> _TASK INPUTS_

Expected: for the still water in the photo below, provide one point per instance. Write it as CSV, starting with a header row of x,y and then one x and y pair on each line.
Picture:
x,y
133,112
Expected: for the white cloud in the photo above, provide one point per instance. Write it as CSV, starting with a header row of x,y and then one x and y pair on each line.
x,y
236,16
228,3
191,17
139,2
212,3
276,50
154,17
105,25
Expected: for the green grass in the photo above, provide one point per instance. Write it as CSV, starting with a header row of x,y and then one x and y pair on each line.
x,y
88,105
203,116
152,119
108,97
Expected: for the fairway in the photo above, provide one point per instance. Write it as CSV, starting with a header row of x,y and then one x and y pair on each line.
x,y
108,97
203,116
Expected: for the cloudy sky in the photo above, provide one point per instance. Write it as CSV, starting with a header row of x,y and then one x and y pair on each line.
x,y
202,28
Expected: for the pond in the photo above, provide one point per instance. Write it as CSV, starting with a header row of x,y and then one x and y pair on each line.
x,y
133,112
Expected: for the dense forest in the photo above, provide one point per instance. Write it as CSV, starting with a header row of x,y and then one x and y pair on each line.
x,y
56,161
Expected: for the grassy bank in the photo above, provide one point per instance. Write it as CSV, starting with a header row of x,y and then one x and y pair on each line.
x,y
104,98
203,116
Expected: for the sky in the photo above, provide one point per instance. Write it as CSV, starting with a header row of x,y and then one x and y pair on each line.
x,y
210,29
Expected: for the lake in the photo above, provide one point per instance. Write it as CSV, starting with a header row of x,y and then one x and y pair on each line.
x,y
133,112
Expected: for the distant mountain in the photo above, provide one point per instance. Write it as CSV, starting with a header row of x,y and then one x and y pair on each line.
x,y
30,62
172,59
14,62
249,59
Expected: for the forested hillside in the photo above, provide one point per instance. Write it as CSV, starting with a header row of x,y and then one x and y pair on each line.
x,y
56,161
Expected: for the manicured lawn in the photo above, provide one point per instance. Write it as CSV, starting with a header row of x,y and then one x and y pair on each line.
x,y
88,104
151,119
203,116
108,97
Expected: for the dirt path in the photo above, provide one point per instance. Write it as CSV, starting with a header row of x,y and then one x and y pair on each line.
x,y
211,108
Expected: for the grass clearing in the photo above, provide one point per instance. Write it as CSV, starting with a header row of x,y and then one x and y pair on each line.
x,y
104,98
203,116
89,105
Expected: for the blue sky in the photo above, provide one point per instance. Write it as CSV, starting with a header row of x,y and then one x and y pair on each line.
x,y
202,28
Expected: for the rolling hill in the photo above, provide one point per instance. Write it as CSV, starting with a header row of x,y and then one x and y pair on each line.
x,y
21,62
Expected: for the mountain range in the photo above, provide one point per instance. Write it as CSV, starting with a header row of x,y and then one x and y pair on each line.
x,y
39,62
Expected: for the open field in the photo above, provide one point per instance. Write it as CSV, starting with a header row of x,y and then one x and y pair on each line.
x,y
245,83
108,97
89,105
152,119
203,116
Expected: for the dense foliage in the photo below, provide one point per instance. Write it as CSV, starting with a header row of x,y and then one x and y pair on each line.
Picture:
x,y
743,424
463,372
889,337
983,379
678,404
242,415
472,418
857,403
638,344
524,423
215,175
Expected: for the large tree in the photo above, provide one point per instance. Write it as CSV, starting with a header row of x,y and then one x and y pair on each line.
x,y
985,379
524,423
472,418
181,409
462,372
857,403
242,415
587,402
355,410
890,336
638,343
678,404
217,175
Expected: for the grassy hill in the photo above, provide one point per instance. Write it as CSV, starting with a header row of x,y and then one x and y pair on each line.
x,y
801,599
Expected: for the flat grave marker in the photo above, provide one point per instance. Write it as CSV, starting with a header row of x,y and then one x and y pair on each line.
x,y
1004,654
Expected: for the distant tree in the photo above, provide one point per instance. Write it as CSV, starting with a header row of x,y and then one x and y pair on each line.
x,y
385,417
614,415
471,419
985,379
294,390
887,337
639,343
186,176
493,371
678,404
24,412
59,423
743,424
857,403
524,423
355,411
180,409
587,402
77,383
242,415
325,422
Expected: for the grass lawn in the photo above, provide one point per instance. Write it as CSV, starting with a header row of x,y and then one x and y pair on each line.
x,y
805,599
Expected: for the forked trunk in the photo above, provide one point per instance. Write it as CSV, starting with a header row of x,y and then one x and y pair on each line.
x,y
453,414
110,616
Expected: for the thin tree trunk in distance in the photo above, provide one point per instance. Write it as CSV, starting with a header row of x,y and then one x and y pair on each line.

> _EXERCISE OBJECTIVE_
Each record above must be given again exactly.

> _COMPLETE ANSWER_
Expected: for the still water in the photo below, provide one point per instance. Write it as CSV, starting with a header row of x,y and then one x and y pair on each line.
Picture:
x,y
133,112
Expected: for the white cloud in the photo above, provide one point per instance. Write it as CSV, starting with a header row of x,y and then one x and y pair on each line.
x,y
236,16
228,3
191,17
139,2
212,3
276,50
154,17
105,25
Expected: for the green grass in the photo above, provide one point per instance. Write it as CSV, starting with a header row of x,y and then one x and y pair on each line.
x,y
88,105
203,116
152,119
108,97
Expected: for the fairway in the photo above, provide one point per instance. Write it as CSV, starting with a header row of x,y and then one x and y pair on each line.
x,y
108,97
203,116
Expected: for the cloudy sky in the photo above, provide one point per instance. Write it as CSV, starting with a header row of x,y and then one x and y pair on each line.
x,y
202,28
Expected: for the pond in the photo above, provide one point per instance. Write it as CSV, starting with a header row of x,y and then one x and y pair on each line.
x,y
133,112
Expected: for the dense forest in the photo above, provide one point per instance. Write it as CSV, starting with a header row of x,y and then one x and y pair on each line.
x,y
56,161
Expected: for the grassy bank in the photo above, provide one point per instance. Write it as CSV, starting with a header row of x,y and then one x and y pair on each line.
x,y
104,98
203,116
Expected: for the sky in the photo above, provide one point per instance. Write it as CSV, starting with a header row of x,y and then one x and y pair on each line.
x,y
210,29
Expected: for the lake in the photo above, provide one point per instance. Write it as CSV, starting with a header row of x,y and then one x and y pair on each line.
x,y
133,112
Expected: for the distant mountain in the photo above, provide one point per instance. Write it as CSV, starting with a header row of x,y and then one x and y pair on each line.
x,y
30,62
172,59
14,62
249,59
Expected: for the forested hillside in the photo above, provide one point per instance. Write it as CSV, starting with a header row of x,y and then one x and y pair on each line.
x,y
56,161
Expected: for the manicured lawn in the photo above, provide one point per instance. Write it as CSV, starting with a header row of x,y and then one x and y pair on each line.
x,y
88,104
151,119
203,116
108,97
Expected: for the dirt path in the photo above, provide one point per instance. Write it as CSV, starting with a header row of x,y and then one x and y pair on each line.
x,y
211,108
Expected: for the grass clearing in the photo above, provide one point per instance. Write it as CSV, starting with a header row of x,y and then one x and y pair on each line.
x,y
104,98
203,116
89,105
Expected: for the blue sky in the photo above, provide one point per instance. Write it as CSV, starting with a header row of x,y and then one x and y pair on each line.
x,y
202,28
Expected: for the rolling hill in the photo above, provide one point per instance. Write it as CSV, starting with a header row of x,y and then one x and y pair on each line.
x,y
21,62
Expected: for the mountain range in the photo above, provide one point per instance. Write it as CSV, starting with a header row of x,y and then one x and y pair on each line.
x,y
39,62
Expected: for the open field in the photo above, provide one point per instance. Write it as CSV, starting with a header row of x,y and then one x and y pair on each line.
x,y
245,83
108,97
89,105
152,119
203,116
Expected: for the dense foliage in the photo below, provide one point per instance. Write it as CSV, starting with a header row of x,y and then one x and y pair on each line.
Picture:
x,y
743,424
463,372
889,337
983,379
678,404
242,415
472,418
857,403
638,344
524,423
215,175
Expected: for the large tree in the photo above, provide one point per instance. Write it as CSV, starting with a header row of x,y and then one x and y pair on each line.
x,y
985,379
524,423
472,418
181,409
462,372
857,403
242,415
587,402
355,410
890,336
638,343
678,404
217,175
Expected: for the grassy hill in the photo above, provide one point per instance. Write it as CSV, starting with a header row of x,y and then one x and y pair on each line.
x,y
801,599
Expected: for the flat grave marker in the photo above, provide one point per instance. Write it as CSV, starting with a header row of x,y and then one x and y pair on each line.
x,y
1004,654
Expected: for the distant tree in the photo above, provide one point per instance. Write it as CSV, starting with a header row of x,y and then one x and y pair on each line.
x,y
385,417
614,415
471,419
985,379
294,390
887,337
639,343
186,176
493,371
678,404
24,412
59,423
743,424
857,403
524,423
355,411
180,409
587,402
77,383
242,415
325,422
Expected: for the grass lawn in the photo above, provide one point per instance. Write it as CSV, starting with a header row of x,y and then one x and y pair on each line.
x,y
805,599
Expected: for the forked trunk in the photo above, provide one point per instance. Write it as CSV, starting with a header row of x,y and then one x and y pair on each line.
x,y
453,414
110,616
Expected: for the thin tree trunk in distance in the photo above, provide one point per instance. Write it as CSV, starting with a header row of x,y and then one x and y pair on each line.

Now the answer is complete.